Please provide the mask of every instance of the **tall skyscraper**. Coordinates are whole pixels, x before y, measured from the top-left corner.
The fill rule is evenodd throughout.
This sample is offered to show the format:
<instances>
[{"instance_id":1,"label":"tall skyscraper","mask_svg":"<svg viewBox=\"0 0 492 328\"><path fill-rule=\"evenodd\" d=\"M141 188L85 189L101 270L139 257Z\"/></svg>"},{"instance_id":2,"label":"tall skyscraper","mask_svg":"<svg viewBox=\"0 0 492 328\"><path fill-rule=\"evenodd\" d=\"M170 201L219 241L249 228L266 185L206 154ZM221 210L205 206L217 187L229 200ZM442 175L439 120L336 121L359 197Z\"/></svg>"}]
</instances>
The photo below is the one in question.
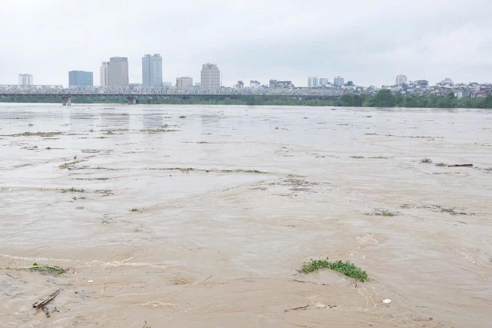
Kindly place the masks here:
<instances>
[{"instance_id":1,"label":"tall skyscraper","mask_svg":"<svg viewBox=\"0 0 492 328\"><path fill-rule=\"evenodd\" d=\"M341 76L336 76L333 79L333 84L336 87L340 87L343 85L343 78Z\"/></svg>"},{"instance_id":2,"label":"tall skyscraper","mask_svg":"<svg viewBox=\"0 0 492 328\"><path fill-rule=\"evenodd\" d=\"M94 85L92 72L85 71L70 71L68 72L68 86L84 86L92 87Z\"/></svg>"},{"instance_id":3,"label":"tall skyscraper","mask_svg":"<svg viewBox=\"0 0 492 328\"><path fill-rule=\"evenodd\" d=\"M111 57L109 59L109 85L128 87L128 58Z\"/></svg>"},{"instance_id":4,"label":"tall skyscraper","mask_svg":"<svg viewBox=\"0 0 492 328\"><path fill-rule=\"evenodd\" d=\"M324 86L328 85L328 79L327 78L320 77L319 78L319 83L318 84L318 86L324 87Z\"/></svg>"},{"instance_id":5,"label":"tall skyscraper","mask_svg":"<svg viewBox=\"0 0 492 328\"><path fill-rule=\"evenodd\" d=\"M309 76L308 78L308 87L315 88L318 86L318 77Z\"/></svg>"},{"instance_id":6,"label":"tall skyscraper","mask_svg":"<svg viewBox=\"0 0 492 328\"><path fill-rule=\"evenodd\" d=\"M101 78L100 86L107 87L109 85L109 62L103 61L99 68L99 76Z\"/></svg>"},{"instance_id":7,"label":"tall skyscraper","mask_svg":"<svg viewBox=\"0 0 492 328\"><path fill-rule=\"evenodd\" d=\"M193 78L183 76L176 78L176 88L188 88L193 86Z\"/></svg>"},{"instance_id":8,"label":"tall skyscraper","mask_svg":"<svg viewBox=\"0 0 492 328\"><path fill-rule=\"evenodd\" d=\"M162 86L162 58L160 54L150 54L142 58L142 85L144 87Z\"/></svg>"},{"instance_id":9,"label":"tall skyscraper","mask_svg":"<svg viewBox=\"0 0 492 328\"><path fill-rule=\"evenodd\" d=\"M261 84L260 83L260 81L256 81L256 80L251 80L249 81L249 87L250 88L260 88L261 86Z\"/></svg>"},{"instance_id":10,"label":"tall skyscraper","mask_svg":"<svg viewBox=\"0 0 492 328\"><path fill-rule=\"evenodd\" d=\"M31 74L19 74L19 84L21 86L32 86L34 84L34 77Z\"/></svg>"},{"instance_id":11,"label":"tall skyscraper","mask_svg":"<svg viewBox=\"0 0 492 328\"><path fill-rule=\"evenodd\" d=\"M202 88L220 87L220 71L218 70L218 67L215 64L208 62L202 65L200 82Z\"/></svg>"},{"instance_id":12,"label":"tall skyscraper","mask_svg":"<svg viewBox=\"0 0 492 328\"><path fill-rule=\"evenodd\" d=\"M401 74L397 76L396 85L401 86L402 84L406 83L406 75Z\"/></svg>"}]
</instances>

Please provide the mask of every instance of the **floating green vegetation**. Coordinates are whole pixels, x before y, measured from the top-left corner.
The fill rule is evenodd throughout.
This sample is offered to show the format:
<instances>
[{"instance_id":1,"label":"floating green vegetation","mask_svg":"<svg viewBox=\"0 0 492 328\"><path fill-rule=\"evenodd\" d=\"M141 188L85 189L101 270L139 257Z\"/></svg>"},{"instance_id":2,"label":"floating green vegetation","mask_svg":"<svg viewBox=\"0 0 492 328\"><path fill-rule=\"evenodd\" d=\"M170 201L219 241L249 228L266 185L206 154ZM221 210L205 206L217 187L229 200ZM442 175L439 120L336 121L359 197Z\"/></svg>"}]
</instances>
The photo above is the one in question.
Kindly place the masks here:
<instances>
[{"instance_id":1,"label":"floating green vegetation","mask_svg":"<svg viewBox=\"0 0 492 328\"><path fill-rule=\"evenodd\" d=\"M141 132L147 132L148 133L161 133L164 132L176 132L179 130L173 130L172 129L142 129L139 130Z\"/></svg>"},{"instance_id":2,"label":"floating green vegetation","mask_svg":"<svg viewBox=\"0 0 492 328\"><path fill-rule=\"evenodd\" d=\"M394 212L390 212L388 209L376 209L373 212L365 213L366 215L380 215L382 216L394 216L398 215L398 213Z\"/></svg>"},{"instance_id":3,"label":"floating green vegetation","mask_svg":"<svg viewBox=\"0 0 492 328\"><path fill-rule=\"evenodd\" d=\"M53 136L63 134L63 132L23 132L22 133L16 133L15 134L9 134L4 135L4 137L53 137Z\"/></svg>"},{"instance_id":4,"label":"floating green vegetation","mask_svg":"<svg viewBox=\"0 0 492 328\"><path fill-rule=\"evenodd\" d=\"M41 271L43 272L48 272L50 273L56 273L57 274L62 274L66 272L68 269L64 268L60 268L56 266L50 266L47 264L38 264L33 263L31 267L27 268L28 270L30 271Z\"/></svg>"},{"instance_id":5,"label":"floating green vegetation","mask_svg":"<svg viewBox=\"0 0 492 328\"><path fill-rule=\"evenodd\" d=\"M62 274L69 270L68 268L60 268L56 266L50 266L47 264L38 264L35 263L33 263L32 265L30 267L22 267L20 268L5 267L4 268L0 268L0 269L23 271L37 271L53 274Z\"/></svg>"},{"instance_id":6,"label":"floating green vegetation","mask_svg":"<svg viewBox=\"0 0 492 328\"><path fill-rule=\"evenodd\" d=\"M85 190L83 189L77 189L72 187L70 189L60 189L60 192L84 192Z\"/></svg>"},{"instance_id":7,"label":"floating green vegetation","mask_svg":"<svg viewBox=\"0 0 492 328\"><path fill-rule=\"evenodd\" d=\"M312 260L305 263L299 272L304 273L309 273L320 269L330 269L337 271L340 273L348 277L354 278L361 281L369 281L370 280L365 271L356 267L355 265L347 261L342 262L341 261L331 262L328 261L328 258L326 260Z\"/></svg>"},{"instance_id":8,"label":"floating green vegetation","mask_svg":"<svg viewBox=\"0 0 492 328\"><path fill-rule=\"evenodd\" d=\"M235 170L221 170L220 172L224 173L257 173L258 174L266 174L268 172L264 172L258 170L243 170L242 169L236 169Z\"/></svg>"}]
</instances>

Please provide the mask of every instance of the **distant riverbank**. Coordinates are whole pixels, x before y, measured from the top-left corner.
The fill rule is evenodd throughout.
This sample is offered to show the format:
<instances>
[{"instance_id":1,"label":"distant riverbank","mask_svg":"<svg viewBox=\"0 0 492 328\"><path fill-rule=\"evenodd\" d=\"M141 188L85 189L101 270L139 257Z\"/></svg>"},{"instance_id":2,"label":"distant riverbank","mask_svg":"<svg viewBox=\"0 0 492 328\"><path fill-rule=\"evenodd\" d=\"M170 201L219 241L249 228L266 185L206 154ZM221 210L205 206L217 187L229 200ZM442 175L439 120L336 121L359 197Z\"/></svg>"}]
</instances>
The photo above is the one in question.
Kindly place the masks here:
<instances>
[{"instance_id":1,"label":"distant riverbank","mask_svg":"<svg viewBox=\"0 0 492 328\"><path fill-rule=\"evenodd\" d=\"M0 102L59 103L53 96L3 96ZM72 97L74 103L126 103L124 97ZM347 106L364 107L408 107L432 108L492 108L492 96L459 99L451 93L445 96L403 96L381 90L375 95L344 94L339 98L267 95L234 95L221 97L183 96L138 98L139 104L194 105L243 105L265 106Z\"/></svg>"}]
</instances>

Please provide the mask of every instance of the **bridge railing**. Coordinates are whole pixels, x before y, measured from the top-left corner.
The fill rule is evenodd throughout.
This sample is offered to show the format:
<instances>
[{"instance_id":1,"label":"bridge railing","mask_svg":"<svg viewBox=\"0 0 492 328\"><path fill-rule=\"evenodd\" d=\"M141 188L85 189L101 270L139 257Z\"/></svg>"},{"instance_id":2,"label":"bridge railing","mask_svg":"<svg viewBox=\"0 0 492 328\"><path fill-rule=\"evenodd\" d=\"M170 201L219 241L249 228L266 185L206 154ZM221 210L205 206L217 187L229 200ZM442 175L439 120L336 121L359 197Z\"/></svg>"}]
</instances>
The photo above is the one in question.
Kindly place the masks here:
<instances>
[{"instance_id":1,"label":"bridge railing","mask_svg":"<svg viewBox=\"0 0 492 328\"><path fill-rule=\"evenodd\" d=\"M19 86L0 85L0 95L111 95L115 96L165 96L165 95L285 95L338 96L343 94L338 89L308 88L271 89L249 88L235 89L228 87L206 88L190 87L178 88L170 87L69 87L62 86Z\"/></svg>"}]
</instances>

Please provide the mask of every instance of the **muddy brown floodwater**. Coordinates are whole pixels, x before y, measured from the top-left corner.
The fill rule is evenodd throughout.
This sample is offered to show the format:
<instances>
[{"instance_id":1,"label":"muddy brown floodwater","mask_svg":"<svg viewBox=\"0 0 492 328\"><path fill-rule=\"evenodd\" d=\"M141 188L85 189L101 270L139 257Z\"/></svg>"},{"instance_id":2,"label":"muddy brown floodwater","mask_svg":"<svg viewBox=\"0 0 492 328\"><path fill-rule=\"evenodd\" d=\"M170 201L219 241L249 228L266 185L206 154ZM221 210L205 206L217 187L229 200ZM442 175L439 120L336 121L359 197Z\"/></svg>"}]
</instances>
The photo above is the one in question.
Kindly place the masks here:
<instances>
[{"instance_id":1,"label":"muddy brown floodwater","mask_svg":"<svg viewBox=\"0 0 492 328\"><path fill-rule=\"evenodd\" d=\"M490 110L1 104L0 135L2 327L491 327ZM326 257L371 281L298 271Z\"/></svg>"}]
</instances>

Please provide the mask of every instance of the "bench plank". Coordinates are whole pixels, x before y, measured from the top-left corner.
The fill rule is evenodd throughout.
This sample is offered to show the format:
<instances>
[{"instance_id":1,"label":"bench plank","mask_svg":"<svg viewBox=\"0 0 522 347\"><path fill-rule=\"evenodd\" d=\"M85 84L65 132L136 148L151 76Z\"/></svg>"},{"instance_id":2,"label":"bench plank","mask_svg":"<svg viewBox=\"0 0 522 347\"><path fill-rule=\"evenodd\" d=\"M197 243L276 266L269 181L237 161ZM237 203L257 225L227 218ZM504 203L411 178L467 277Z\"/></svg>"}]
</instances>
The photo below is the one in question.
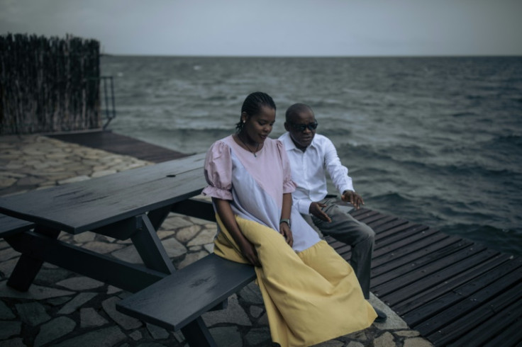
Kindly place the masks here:
<instances>
[{"instance_id":1,"label":"bench plank","mask_svg":"<svg viewBox=\"0 0 522 347\"><path fill-rule=\"evenodd\" d=\"M122 313L170 331L183 328L255 278L251 265L212 254L121 300Z\"/></svg>"}]
</instances>

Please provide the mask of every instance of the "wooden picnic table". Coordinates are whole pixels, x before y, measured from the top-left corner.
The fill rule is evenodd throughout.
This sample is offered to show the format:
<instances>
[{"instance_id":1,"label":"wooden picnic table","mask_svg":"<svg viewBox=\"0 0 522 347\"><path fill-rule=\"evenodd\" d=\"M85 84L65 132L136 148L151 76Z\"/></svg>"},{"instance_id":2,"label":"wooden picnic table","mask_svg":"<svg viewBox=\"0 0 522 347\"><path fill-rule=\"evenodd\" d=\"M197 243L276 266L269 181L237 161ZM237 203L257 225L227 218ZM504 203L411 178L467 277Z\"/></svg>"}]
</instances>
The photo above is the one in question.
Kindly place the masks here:
<instances>
[{"instance_id":1,"label":"wooden picnic table","mask_svg":"<svg viewBox=\"0 0 522 347\"><path fill-rule=\"evenodd\" d=\"M130 292L175 272L156 234L172 207L206 186L204 154L88 181L0 198L0 212L34 223L33 230L6 234L20 258L8 285L26 291L44 261ZM194 201L187 200L194 206ZM130 239L145 266L132 264L57 239L61 232L91 231ZM201 317L182 329L191 345L209 336ZM201 344L202 346L202 344Z\"/></svg>"}]
</instances>

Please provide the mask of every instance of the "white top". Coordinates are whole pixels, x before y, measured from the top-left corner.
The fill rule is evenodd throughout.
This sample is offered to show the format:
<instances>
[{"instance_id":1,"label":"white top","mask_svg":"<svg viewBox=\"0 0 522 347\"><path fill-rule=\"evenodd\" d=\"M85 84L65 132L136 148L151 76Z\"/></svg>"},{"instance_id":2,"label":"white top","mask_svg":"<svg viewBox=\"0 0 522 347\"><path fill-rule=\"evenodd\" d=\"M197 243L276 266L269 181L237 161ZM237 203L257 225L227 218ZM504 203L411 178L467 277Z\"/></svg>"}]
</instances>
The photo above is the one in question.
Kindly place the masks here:
<instances>
[{"instance_id":1,"label":"white top","mask_svg":"<svg viewBox=\"0 0 522 347\"><path fill-rule=\"evenodd\" d=\"M340 194L353 190L348 169L341 164L335 147L328 137L316 134L305 152L296 147L289 132L281 135L279 140L290 161L292 181L297 185L292 196L299 212L309 215L310 204L326 197L326 171Z\"/></svg>"},{"instance_id":2,"label":"white top","mask_svg":"<svg viewBox=\"0 0 522 347\"><path fill-rule=\"evenodd\" d=\"M283 144L267 138L257 157L234 141L232 135L214 142L207 152L203 194L230 201L234 214L279 232L283 194L295 184ZM292 205L292 248L301 251L321 241L317 232Z\"/></svg>"}]
</instances>

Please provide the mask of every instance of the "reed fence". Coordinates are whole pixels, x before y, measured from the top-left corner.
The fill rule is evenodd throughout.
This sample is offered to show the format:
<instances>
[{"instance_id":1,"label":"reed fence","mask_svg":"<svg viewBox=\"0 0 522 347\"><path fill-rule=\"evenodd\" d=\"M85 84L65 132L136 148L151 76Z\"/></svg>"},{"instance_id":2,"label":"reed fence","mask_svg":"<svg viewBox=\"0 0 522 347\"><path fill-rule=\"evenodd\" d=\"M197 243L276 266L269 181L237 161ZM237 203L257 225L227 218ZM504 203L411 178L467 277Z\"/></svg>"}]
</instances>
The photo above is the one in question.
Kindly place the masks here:
<instances>
[{"instance_id":1,"label":"reed fence","mask_svg":"<svg viewBox=\"0 0 522 347\"><path fill-rule=\"evenodd\" d=\"M0 135L98 128L99 42L0 36Z\"/></svg>"}]
</instances>

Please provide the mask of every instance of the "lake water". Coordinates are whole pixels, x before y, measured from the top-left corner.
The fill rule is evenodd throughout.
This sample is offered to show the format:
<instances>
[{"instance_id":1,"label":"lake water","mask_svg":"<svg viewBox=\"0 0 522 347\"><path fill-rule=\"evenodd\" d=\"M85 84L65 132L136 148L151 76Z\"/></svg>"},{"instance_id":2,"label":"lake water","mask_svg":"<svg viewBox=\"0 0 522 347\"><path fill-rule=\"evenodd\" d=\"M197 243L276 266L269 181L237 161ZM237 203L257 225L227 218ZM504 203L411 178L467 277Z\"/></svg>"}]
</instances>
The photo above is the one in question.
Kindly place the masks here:
<instances>
[{"instance_id":1,"label":"lake water","mask_svg":"<svg viewBox=\"0 0 522 347\"><path fill-rule=\"evenodd\" d=\"M522 57L105 56L109 128L185 153L234 131L252 91L304 102L365 207L522 255Z\"/></svg>"}]
</instances>

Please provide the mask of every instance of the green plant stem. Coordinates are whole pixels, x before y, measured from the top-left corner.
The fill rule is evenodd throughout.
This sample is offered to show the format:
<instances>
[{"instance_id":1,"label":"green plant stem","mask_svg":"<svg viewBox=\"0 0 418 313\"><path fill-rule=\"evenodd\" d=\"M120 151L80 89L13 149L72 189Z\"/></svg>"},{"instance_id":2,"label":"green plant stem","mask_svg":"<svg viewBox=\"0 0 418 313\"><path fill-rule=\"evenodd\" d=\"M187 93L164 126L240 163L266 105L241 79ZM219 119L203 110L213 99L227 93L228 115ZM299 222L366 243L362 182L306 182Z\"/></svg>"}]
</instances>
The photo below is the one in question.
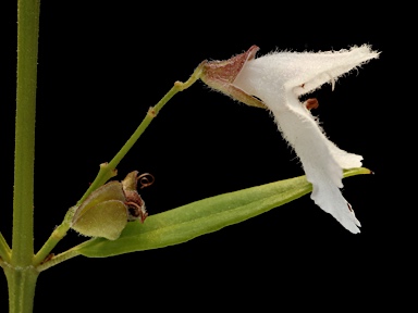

+-------+

Please show each line of the data above that contains the string "stem".

▶ _FINAL ANSWER_
Please provide the mask of every instance of the green plant stem. Coordinates are whole pixels, x before y, measured from the top-left corner.
[{"instance_id":1,"label":"green plant stem","mask_svg":"<svg viewBox=\"0 0 418 313\"><path fill-rule=\"evenodd\" d=\"M120 151L80 89L13 149L72 189Z\"/></svg>"},{"instance_id":2,"label":"green plant stem","mask_svg":"<svg viewBox=\"0 0 418 313\"><path fill-rule=\"evenodd\" d=\"M187 93L164 126L240 163L266 105L241 79ZM219 119L203 110L213 99L227 93L228 115ZM299 222L366 243L362 182L306 182Z\"/></svg>"}]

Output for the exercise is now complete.